(Beginning of Excerpted passage)

During adolescence, I read books that gave me both sexual knowledge and an insight into eroticism. So that even before I had sex for the first time, I had the impression that sex would be sensationally pleasurable. Erotic fiction showed women enjoying the same sexual arousal and easy orgasm during sex as men.
I learnt about female masturbation from books. I never felt any compulsion to masturbate so it was simply curiosity that motivated me. When I was seventeen, I found that I could become aroused by imagining a sexy scenario (whilst lying in bed contemplating sleep) and then I discovered orgasm by pushing my fingers against my vulva and down towards my clitoris in a gentle massaging rhythm.
I met my first boyfriend in the South of France. David was a chef from Liverpool and at twenty-two, four years older than me, he had plenty of sexual experience. Sadly, losing my virginity was severely disappointing because absolutely nothing happened. When I remarked that I had felt very little (in fact a complete lack of arousal during sex) David replied that other virgins had said the same thing.

(End of Excerpted passage)
(Beginning of Data)

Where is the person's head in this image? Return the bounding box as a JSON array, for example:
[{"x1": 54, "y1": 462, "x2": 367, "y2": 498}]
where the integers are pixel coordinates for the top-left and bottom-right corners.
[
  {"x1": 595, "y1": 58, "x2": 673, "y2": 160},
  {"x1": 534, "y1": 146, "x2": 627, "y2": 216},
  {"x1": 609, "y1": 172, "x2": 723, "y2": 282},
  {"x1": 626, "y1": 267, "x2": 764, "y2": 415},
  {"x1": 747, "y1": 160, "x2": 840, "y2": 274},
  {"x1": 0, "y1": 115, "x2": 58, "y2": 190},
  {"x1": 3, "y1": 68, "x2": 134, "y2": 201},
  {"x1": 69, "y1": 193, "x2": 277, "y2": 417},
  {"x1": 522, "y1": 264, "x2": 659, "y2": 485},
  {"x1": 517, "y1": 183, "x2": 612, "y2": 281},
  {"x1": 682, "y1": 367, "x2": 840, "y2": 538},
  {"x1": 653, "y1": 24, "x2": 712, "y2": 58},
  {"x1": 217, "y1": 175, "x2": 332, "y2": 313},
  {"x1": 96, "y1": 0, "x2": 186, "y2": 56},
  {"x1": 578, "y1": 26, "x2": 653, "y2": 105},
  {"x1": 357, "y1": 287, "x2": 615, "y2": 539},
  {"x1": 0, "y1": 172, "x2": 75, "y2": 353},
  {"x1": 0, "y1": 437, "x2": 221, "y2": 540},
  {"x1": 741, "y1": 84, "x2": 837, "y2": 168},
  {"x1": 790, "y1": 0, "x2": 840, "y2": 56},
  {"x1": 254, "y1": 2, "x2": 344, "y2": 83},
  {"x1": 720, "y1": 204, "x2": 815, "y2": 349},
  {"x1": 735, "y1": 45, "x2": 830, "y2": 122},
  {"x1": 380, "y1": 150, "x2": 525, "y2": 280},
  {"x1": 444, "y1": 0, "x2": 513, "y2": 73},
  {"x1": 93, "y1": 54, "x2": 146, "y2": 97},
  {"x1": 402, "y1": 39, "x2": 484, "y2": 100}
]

(End of Data)

### Your task
In the personal account, list each detail that describes who David was.

### Completed exercise
- The narrator's first boyfriend
- A chef
- From Liverpool
- Twenty-two years old
- Four years older than the narrator
- Had plenty of sexual experience